_RECORD SET_
* * * * * * * * *
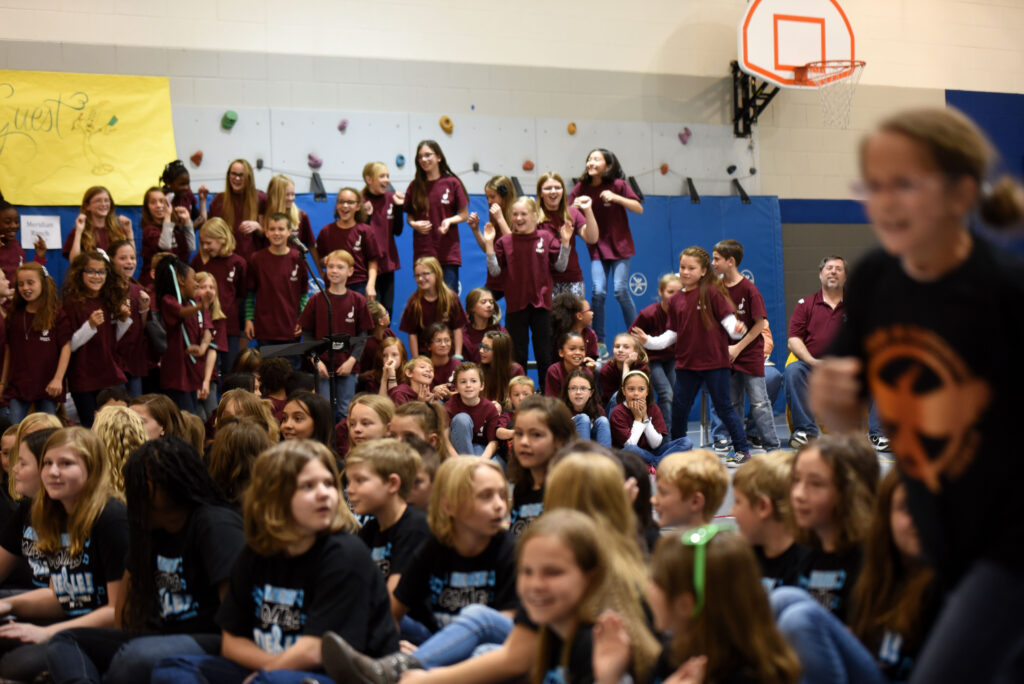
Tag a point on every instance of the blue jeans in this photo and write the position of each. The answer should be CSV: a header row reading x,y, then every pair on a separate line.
x,y
653,457
688,384
19,409
762,418
344,389
113,656
828,652
620,271
663,378
476,628
461,434
218,670
451,273
599,430
796,396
* * * * * * * * *
_WORK INSTRUCTIONS_
Pictures are to be left out; all other data must be returned exactly.

_REPLY TO THE TASK_
Tag a point on every instance of the blue jeans in this photo and write the position of each. The answer should be CSV: a header row reading x,y, then every pair on a separate line.
x,y
653,457
688,384
19,409
762,418
344,389
113,656
828,652
620,271
663,378
476,628
461,434
218,670
451,273
599,430
796,396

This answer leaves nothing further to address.